Quoted passage |
-- -- --

John and Hensman (2018). Large-scale Cox process inference using variational Fourier features. International Conference on Machine Learning.

Aglietti et al. (2019). Structured variational inference in continuous cox process models. Advances in Neural Information Processing Systems 32.

2024-08-13

Thanks for the response!

I can’t follow the response wrt the linear+universal models. Linear functions are not universal, since they can only fit simple straight functions. Maybe you mean non-linear kernel functions, but they are then not linear (in the ambient space). There is clearly some confusion about terminology.

Also, can’t we do universal non-negative kernel functions already eg. by having an exponential link function on a (latent) kernel function?

Based on the response I think in FigB2 you take Aglietti’s GP model, and change the kernel. Is this accurate? But surely this can’t be true: the Cox-GP is already non-negative by exponential link function construction, so adding M-kernels there should do nothing. You are probably doing some bigger changes to the CGP model, perhaps by removing the exp-function. This does not seem to be defined in the paper. The M-kernel+CGP combination is mysterious to me.

-- -- --

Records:

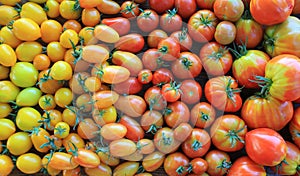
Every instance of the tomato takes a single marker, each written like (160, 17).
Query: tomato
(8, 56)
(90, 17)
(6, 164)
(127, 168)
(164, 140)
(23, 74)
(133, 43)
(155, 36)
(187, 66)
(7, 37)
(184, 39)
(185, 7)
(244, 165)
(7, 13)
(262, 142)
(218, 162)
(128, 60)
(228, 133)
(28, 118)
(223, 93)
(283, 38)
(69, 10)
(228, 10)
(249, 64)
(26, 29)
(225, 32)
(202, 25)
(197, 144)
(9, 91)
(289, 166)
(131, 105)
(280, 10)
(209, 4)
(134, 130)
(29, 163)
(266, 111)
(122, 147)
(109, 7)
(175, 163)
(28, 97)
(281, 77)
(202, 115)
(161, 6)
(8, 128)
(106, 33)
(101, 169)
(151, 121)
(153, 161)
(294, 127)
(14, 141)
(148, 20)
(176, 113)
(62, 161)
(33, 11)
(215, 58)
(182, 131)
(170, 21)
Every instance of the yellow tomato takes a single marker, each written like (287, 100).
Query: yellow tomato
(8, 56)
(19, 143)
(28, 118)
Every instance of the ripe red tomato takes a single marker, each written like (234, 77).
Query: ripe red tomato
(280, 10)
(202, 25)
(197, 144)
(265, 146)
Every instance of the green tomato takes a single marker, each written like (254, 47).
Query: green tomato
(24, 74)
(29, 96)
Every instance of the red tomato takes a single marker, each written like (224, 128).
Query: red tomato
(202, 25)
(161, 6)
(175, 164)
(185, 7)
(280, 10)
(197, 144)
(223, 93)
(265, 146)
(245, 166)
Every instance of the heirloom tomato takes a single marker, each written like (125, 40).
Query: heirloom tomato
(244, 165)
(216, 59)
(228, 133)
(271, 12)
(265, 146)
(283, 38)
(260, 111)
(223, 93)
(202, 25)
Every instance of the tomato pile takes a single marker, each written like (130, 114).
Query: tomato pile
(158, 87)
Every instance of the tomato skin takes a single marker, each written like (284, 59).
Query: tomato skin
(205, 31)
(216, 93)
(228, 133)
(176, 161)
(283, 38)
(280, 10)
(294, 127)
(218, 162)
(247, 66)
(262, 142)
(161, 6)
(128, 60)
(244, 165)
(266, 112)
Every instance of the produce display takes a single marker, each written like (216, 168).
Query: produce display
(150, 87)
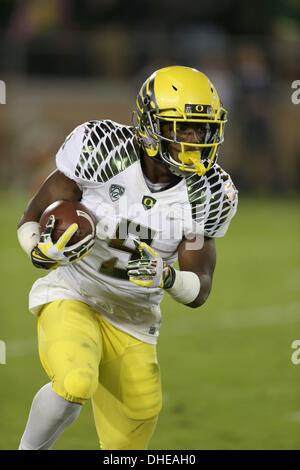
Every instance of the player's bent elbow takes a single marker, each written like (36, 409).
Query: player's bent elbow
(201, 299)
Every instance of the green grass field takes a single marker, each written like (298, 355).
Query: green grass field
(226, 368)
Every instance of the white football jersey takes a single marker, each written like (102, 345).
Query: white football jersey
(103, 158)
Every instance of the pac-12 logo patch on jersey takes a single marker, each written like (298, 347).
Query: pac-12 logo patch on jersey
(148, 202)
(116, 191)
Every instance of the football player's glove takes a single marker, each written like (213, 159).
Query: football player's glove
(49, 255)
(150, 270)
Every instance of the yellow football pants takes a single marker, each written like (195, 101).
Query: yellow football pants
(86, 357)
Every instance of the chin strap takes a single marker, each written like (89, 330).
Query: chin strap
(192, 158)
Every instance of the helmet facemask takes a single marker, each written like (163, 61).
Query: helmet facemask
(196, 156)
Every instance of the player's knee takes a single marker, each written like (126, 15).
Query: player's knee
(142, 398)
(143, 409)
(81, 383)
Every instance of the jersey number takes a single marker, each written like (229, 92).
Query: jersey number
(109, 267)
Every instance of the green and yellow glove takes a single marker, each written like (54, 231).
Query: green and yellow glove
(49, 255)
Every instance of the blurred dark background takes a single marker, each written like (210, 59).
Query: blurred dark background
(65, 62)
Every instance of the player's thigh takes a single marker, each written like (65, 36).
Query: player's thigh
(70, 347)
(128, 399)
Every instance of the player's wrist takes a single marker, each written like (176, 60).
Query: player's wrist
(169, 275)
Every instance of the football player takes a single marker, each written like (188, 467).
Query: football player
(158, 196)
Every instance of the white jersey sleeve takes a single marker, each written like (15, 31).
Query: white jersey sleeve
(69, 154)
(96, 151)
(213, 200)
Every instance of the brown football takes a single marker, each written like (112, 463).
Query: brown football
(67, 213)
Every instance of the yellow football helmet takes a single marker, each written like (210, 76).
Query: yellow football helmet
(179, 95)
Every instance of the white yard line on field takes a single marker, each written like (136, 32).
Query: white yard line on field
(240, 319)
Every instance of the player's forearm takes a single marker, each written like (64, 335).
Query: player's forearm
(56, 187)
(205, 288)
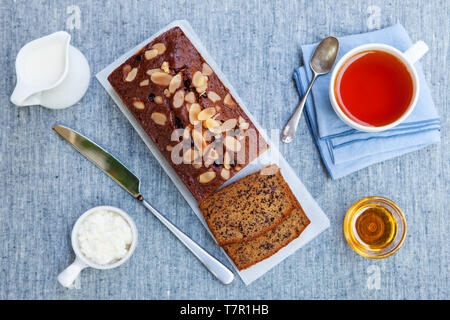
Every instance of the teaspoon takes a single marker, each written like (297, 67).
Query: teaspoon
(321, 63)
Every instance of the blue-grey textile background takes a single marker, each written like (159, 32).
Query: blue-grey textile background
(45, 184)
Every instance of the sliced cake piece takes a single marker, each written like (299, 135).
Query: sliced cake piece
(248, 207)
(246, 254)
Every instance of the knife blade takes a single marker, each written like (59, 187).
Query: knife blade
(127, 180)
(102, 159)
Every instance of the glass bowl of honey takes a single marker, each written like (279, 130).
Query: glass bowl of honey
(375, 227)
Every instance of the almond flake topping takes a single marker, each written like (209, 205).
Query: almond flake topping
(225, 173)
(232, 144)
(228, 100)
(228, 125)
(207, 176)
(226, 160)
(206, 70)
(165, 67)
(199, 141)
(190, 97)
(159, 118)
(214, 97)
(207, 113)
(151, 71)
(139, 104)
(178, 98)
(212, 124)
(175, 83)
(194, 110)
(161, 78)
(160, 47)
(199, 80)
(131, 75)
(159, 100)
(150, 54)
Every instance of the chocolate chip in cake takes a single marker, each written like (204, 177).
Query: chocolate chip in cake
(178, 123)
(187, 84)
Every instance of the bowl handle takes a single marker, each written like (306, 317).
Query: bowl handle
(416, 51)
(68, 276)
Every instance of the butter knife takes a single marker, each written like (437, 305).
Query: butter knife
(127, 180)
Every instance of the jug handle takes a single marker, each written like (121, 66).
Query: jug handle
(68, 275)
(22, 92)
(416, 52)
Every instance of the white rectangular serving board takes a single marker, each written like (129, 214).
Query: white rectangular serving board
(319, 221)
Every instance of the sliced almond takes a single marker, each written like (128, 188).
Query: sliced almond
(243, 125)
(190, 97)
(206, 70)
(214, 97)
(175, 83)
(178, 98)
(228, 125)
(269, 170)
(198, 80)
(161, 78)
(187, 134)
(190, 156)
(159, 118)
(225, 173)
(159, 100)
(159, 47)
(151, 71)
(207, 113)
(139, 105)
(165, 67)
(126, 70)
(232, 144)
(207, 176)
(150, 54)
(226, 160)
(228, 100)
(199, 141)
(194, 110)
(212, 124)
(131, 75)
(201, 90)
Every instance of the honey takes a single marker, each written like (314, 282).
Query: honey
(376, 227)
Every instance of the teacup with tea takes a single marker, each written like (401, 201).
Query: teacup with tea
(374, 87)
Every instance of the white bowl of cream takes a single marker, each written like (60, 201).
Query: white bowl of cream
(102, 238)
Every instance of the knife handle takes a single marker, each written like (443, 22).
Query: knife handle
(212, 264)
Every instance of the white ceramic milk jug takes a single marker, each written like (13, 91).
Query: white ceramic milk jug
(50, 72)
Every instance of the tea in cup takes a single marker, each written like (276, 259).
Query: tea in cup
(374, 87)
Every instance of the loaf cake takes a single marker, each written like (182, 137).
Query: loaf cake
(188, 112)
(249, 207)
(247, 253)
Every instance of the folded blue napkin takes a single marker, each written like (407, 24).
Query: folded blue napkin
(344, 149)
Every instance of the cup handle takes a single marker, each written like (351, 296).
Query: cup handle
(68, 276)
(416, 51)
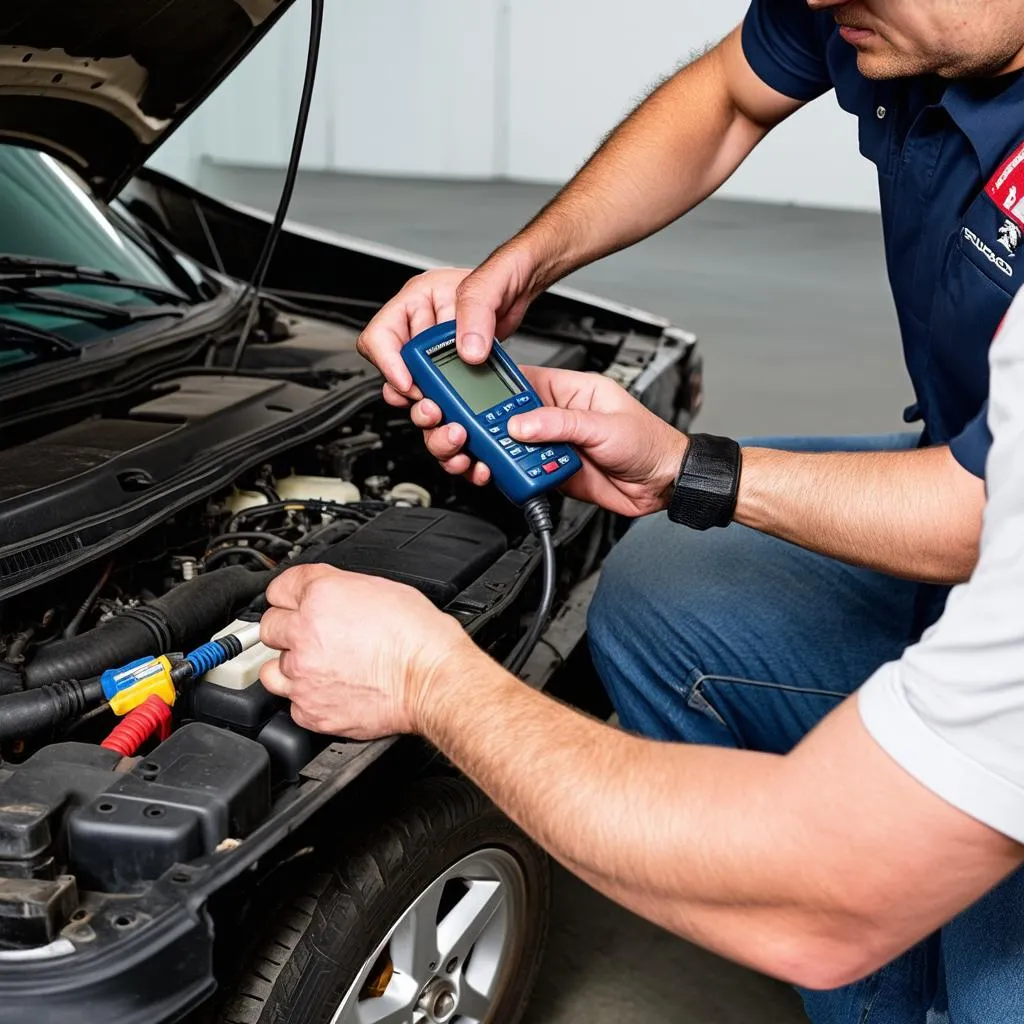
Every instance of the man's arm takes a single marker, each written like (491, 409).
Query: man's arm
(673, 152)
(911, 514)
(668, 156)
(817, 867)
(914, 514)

-- -- --

Required task | Rewrite the part of the passage on Cox process models that opens with the words containing "John and Hensman" and closes with "confusion about terminology.", substituting "naming" for "terminology".

Exercise output |
John and Hensman (2018). Large-scale Cox process inference using variational Fourier features. International Conference on Machine Learning.

Aglietti et al. (2019). Structured variational inference in continuous cox process models. Advances in Neural Information Processing Systems 32.

2024-08-13

Thanks for the response!

I can’t follow the response wrt the linear+universal models. Linear functions are not universal, since they can only fit simple straight functions. Maybe you mean non-linear kernel functions, but they are then not linear (in the ambient space). There is clearly some confusion about naming.